Excerpted data:
# # #

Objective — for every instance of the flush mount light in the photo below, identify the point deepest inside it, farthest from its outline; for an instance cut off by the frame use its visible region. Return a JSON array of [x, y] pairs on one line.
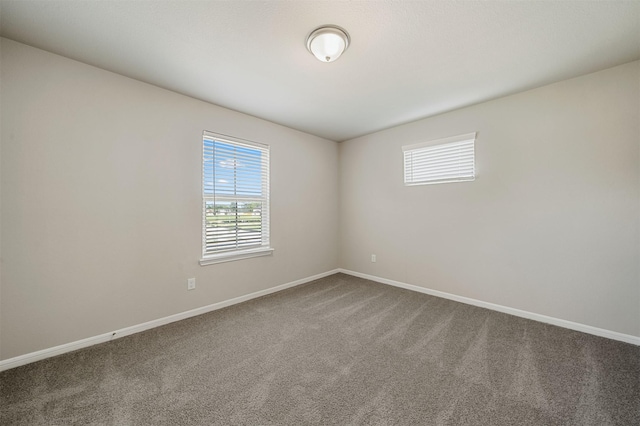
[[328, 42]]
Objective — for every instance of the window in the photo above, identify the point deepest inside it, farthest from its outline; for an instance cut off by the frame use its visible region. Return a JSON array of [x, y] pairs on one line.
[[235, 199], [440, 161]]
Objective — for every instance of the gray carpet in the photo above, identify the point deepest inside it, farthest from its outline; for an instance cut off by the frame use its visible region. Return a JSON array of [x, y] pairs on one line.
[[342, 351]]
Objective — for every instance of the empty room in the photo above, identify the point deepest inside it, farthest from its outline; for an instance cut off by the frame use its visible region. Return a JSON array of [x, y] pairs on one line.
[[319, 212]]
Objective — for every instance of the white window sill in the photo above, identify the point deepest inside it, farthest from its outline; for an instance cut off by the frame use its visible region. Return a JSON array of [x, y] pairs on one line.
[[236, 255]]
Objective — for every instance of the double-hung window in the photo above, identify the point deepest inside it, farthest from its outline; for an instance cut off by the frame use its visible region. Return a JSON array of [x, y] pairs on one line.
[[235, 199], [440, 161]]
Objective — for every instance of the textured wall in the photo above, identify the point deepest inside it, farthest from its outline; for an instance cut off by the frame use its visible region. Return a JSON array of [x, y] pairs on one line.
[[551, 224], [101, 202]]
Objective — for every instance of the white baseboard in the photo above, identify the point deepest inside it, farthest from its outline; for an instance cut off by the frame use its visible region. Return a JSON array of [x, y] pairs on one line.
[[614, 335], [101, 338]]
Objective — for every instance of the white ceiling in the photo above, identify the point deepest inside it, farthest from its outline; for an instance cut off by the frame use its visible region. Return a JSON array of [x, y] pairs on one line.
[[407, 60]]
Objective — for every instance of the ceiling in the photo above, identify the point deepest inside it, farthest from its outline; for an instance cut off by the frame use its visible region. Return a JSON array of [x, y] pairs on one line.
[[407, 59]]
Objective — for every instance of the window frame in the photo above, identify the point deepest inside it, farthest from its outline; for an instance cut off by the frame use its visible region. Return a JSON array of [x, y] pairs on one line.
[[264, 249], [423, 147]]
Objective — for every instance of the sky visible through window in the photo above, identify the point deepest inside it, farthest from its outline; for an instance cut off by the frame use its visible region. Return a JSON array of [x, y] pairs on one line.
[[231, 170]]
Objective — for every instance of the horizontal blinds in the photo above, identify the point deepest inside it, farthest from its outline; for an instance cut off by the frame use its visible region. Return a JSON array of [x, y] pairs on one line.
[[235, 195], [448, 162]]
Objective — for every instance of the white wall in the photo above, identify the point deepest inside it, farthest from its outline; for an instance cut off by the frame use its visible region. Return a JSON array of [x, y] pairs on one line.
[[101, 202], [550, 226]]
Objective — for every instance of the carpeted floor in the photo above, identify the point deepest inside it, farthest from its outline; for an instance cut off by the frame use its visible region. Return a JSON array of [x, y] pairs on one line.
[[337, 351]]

# # #

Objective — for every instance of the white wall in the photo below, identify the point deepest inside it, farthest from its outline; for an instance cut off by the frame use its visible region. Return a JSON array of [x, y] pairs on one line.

# # #

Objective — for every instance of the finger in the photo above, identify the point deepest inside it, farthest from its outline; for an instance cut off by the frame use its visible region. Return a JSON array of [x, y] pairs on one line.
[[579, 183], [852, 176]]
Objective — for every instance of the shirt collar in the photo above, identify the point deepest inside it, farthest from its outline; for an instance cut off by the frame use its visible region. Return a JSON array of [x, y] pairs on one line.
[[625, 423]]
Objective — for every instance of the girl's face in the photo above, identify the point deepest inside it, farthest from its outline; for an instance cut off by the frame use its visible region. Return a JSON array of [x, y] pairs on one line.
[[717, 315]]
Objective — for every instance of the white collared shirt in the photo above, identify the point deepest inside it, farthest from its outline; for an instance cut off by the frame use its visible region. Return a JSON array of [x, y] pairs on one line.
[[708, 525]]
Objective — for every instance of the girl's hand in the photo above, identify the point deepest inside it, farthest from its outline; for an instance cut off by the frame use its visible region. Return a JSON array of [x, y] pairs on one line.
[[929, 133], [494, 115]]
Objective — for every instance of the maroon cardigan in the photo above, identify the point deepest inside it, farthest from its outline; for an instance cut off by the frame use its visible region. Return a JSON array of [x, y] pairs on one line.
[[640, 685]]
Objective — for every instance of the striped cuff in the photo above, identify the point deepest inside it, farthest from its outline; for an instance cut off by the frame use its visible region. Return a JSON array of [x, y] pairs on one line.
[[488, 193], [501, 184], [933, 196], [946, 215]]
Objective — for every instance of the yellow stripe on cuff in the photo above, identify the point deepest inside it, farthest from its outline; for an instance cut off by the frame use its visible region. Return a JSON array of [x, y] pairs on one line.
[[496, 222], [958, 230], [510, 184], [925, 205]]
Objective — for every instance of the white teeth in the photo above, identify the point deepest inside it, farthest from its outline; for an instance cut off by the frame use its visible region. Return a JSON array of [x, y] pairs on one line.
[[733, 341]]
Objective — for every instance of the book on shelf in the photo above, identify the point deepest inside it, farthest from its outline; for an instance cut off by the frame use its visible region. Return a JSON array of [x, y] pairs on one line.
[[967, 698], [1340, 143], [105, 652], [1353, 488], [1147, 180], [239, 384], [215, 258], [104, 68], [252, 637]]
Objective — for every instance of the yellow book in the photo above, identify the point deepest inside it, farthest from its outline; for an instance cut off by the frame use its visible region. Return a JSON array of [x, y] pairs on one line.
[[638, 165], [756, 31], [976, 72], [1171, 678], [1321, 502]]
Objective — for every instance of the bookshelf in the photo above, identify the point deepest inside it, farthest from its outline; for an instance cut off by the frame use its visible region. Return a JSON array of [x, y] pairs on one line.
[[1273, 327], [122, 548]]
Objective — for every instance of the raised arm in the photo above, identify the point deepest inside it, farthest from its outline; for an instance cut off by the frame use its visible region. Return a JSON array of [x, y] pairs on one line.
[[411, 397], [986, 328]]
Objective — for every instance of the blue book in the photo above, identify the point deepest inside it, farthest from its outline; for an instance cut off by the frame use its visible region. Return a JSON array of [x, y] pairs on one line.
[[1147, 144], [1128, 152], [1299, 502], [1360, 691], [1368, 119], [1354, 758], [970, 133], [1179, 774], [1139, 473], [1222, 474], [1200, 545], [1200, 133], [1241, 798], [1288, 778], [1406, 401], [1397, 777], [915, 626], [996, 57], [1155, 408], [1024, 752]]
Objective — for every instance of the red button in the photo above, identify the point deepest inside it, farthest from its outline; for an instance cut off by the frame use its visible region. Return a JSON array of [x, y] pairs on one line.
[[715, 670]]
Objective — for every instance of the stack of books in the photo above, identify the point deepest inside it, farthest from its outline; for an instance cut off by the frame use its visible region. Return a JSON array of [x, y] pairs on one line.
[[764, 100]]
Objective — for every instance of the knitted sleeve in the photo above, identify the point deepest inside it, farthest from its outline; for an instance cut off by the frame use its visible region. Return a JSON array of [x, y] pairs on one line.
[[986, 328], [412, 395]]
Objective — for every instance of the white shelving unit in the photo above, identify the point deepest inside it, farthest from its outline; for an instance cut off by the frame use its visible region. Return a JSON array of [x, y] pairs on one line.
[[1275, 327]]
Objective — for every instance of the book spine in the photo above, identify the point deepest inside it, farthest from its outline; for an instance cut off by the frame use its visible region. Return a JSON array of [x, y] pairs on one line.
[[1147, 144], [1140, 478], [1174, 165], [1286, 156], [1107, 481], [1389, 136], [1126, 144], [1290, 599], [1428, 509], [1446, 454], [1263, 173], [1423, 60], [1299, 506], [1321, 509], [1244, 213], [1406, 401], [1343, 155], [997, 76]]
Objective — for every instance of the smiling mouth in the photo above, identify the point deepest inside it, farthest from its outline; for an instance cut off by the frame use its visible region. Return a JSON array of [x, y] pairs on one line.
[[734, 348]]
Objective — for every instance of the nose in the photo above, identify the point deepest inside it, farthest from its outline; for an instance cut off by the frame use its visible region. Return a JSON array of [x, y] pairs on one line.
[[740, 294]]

# # #

Problem to solve:
Give the part of the material that opens with the line containing "Objective — for every instance of the red" and closes with the line containing "[[715, 670]]", swapping "red button" for "blue button" and leaving everything else unchanged. Return only that part.

The answer:
Objective — for every instance of the blue button in the photo above, identify the point deepest inside it, farthest from its outline; for an instance cut off by the frame use its visible region. Return a JSON array of [x, y] pairs on one line.
[[715, 670]]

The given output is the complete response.